- Extract
================

[Mlir-commits] [mlir] 9085f00 - [mlir][vector] Support vector.extract distribution of >1D vectors
Matthias Springer
llvmlistbot at llvm.org
Mon Jan 9 07:39:58 PST 2023
Author: Matthias Springer
Date: 2023-01-09T16:39:50+01:00
New Revision: 9085f00b4d4526013e9ae98e31cef3d1e64b92f9
URL: https://github.com/llvm/llvm-project/commit/9085f00b4d4526013e9ae98e31cef3d1e64b92f9
DIFF: https://github.com/llvm/llvm-project/commit/9085f00b4d4526013e9ae98e31cef3d1e64b92f9.diff
LOG: [mlir][vector] Support vector.extract distribution of >1D vectors
Ops such as `%1 = vector.extract %0[2] : vector<5x96xf32>`.
Distribute the source vector, then extract. In case of a 1d extract, rewrite to vector.extractelement.
Differential Revision: https://reviews.llvm.org/D137646
Added:
Modified:
mlir/lib/Dialect/Vector/Transforms/VectorDistribute.cpp
mlir/test/Dialect/Vector/vector-warp-distribute.mlir
Removed:
################################################################################
diff --git a/mlir/lib/Dialect/Vector/Transforms/VectorDistribute.cpp b/mlir/lib/Dialect/Vector/Transforms/VectorDistribute.cpp
index 08841e38eecb7..60ca036228dcf 100644
--- a/mlir/lib/Dialect/Vector/Transforms/VectorDistribute.cpp
+++ b/mlir/lib/Dialect/Vector/Transforms/VectorDistribute.cpp
@@ -897,16 +897,81 @@ struct WarpOpExtract : public OpRewritePattern<WarpExecuteOnLane0Op> {
return failure();
unsigned int operandNumber = operand->getOperandNumber();
auto extractOp = operand->get().getDefiningOp<vector::ExtractOp>();
- if (extractOp.getVectorType().getNumElements() != 1)
- return failure();
+ VectorType extractSrcType = extractOp.getVectorType();
Location loc = extractOp.getLoc();
+
+ // "vector.extract %v[] : vector<f32>" is an invalid op.
+ assert(extractSrcType.getRank() > 0 &&
+ "vector.extract does not support rank 0 sources");
+
+ // "vector.extract %v[] : vector<...xf32>" can be canonicalized to %v.
+ if (extractOp.getPosition().empty())
+ return failure();
+
+ // Rewrite vector.extract with 1d source to vector.extractelement.
+ if (extractSrcType.getRank() == 1) {
+ assert(extractOp.getPosition().size() == 1 && "expected 1 index");
+ int64_t pos = extractOp.getPosition()[0].cast<IntegerAttr>().getInt();
+ rewriter.setInsertionPoint(extractOp);
+ rewriter.replaceOpWithNewOp<vector::ExtractElementOp>(
+ extractOp, extractOp.getVector(),
+ rewriter.create<arith::ConstantIndexOp>(loc, pos));
+ return success();
+ }
+
+ // All following cases are 2d or higher dimensional source vectors.

================

- Given data
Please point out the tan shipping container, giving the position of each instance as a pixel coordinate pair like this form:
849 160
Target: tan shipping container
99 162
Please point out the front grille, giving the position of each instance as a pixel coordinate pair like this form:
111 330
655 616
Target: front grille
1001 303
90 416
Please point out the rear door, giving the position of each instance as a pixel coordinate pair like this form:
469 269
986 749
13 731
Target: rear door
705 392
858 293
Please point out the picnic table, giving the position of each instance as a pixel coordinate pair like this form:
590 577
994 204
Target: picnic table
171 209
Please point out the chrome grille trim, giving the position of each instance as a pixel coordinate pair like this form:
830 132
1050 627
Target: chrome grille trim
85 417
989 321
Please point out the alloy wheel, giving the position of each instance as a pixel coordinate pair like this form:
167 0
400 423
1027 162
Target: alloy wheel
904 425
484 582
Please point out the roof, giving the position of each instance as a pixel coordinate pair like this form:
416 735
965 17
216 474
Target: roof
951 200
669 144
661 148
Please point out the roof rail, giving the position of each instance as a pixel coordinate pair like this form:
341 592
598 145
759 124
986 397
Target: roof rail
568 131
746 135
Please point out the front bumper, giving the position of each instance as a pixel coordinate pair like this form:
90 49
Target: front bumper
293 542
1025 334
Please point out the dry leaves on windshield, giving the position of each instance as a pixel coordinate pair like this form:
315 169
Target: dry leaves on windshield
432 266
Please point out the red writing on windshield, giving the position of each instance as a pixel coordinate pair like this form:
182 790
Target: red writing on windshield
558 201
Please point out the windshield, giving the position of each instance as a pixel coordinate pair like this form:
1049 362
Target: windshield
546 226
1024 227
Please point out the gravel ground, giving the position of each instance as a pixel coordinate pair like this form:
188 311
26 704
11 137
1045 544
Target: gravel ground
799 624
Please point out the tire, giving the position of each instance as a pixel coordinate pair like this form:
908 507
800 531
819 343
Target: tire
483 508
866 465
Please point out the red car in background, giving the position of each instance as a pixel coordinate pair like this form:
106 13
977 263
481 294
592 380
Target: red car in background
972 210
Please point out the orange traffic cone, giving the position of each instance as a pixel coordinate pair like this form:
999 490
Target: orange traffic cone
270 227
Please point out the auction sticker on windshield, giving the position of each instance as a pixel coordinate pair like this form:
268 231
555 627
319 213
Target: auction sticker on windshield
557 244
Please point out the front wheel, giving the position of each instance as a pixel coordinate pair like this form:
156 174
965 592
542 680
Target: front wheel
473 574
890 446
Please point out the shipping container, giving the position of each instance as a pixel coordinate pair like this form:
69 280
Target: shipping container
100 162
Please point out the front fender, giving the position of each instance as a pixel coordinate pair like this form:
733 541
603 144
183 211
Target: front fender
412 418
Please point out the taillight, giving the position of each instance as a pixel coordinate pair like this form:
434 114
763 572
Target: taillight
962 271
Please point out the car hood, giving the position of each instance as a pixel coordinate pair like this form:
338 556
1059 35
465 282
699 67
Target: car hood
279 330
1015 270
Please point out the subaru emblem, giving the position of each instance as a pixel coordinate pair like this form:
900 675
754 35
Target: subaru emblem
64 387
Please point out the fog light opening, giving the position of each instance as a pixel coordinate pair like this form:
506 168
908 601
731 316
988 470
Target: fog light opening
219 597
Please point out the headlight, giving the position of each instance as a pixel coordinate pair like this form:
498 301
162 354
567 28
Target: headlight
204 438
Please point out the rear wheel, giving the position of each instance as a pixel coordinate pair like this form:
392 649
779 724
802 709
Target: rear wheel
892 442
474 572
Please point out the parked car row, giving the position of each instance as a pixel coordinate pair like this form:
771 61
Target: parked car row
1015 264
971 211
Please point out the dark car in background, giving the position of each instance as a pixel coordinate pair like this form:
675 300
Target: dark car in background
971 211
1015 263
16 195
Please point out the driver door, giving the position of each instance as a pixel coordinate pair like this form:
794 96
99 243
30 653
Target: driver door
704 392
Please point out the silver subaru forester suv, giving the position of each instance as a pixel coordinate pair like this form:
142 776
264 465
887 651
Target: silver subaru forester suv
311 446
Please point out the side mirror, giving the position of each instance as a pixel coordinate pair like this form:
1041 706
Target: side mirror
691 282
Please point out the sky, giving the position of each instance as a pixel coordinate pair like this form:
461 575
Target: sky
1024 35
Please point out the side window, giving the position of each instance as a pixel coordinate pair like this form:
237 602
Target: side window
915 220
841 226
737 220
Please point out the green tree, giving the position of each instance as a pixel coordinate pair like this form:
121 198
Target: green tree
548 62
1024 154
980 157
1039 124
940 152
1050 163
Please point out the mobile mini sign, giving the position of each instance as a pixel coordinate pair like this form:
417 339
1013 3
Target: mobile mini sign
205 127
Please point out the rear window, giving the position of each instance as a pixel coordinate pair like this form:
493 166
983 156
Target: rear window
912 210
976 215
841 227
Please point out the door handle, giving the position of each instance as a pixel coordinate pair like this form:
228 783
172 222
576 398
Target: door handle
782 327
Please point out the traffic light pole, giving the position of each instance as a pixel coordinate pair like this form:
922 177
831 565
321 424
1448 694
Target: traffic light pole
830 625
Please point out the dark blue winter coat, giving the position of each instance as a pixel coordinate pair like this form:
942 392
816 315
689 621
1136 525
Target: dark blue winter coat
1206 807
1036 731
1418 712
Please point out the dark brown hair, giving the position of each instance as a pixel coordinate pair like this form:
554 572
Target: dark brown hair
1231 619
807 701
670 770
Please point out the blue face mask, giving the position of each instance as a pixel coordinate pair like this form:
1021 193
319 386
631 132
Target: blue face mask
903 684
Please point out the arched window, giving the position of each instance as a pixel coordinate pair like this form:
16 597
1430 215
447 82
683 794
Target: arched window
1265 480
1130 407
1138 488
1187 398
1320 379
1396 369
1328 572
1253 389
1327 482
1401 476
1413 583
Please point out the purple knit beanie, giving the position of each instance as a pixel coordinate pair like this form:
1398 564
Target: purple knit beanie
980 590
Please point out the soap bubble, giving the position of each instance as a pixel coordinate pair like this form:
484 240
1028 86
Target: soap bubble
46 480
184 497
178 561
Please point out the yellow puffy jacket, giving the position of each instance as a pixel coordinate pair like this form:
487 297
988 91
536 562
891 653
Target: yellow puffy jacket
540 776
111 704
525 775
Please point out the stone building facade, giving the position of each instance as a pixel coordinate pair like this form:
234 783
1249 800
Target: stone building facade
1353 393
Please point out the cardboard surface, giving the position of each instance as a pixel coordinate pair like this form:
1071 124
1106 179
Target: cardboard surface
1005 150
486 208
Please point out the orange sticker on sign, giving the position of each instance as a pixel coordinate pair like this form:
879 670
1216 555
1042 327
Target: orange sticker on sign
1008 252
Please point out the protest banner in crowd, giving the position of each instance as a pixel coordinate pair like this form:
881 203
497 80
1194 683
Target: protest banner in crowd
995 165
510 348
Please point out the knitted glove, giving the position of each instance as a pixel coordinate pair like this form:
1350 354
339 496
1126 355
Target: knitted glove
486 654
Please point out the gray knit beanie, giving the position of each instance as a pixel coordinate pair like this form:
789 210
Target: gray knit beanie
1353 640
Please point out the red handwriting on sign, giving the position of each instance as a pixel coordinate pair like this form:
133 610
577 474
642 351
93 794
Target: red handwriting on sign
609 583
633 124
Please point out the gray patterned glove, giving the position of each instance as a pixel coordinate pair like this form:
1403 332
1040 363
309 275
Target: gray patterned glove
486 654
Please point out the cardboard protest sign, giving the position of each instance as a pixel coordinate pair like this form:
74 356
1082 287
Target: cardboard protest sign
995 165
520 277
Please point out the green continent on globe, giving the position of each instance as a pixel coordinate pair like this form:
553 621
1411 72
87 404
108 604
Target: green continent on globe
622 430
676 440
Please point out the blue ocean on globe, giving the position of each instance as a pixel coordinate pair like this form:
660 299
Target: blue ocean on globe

================

- Exercise task A
List every URL that appears in the commit.
- Exercise task B
Put this sentence from the commit into Spanish: "Distribute the source vector, then extract."
The data above is separate material, unrelated to the commit.

- Full solution A
https://github.com/llvm/llvm-project/commit/9085f00b4d4526013e9ae98e31cef3d1e64b92f9
https://github.com/llvm/llvm-project/commit/9085f00b4d4526013e9ae98e31cef3d1e64b92f9.diff
https://reviews.llvm.org/D137646

- Full solution B
Distribuye el vector de origen y luego extrae.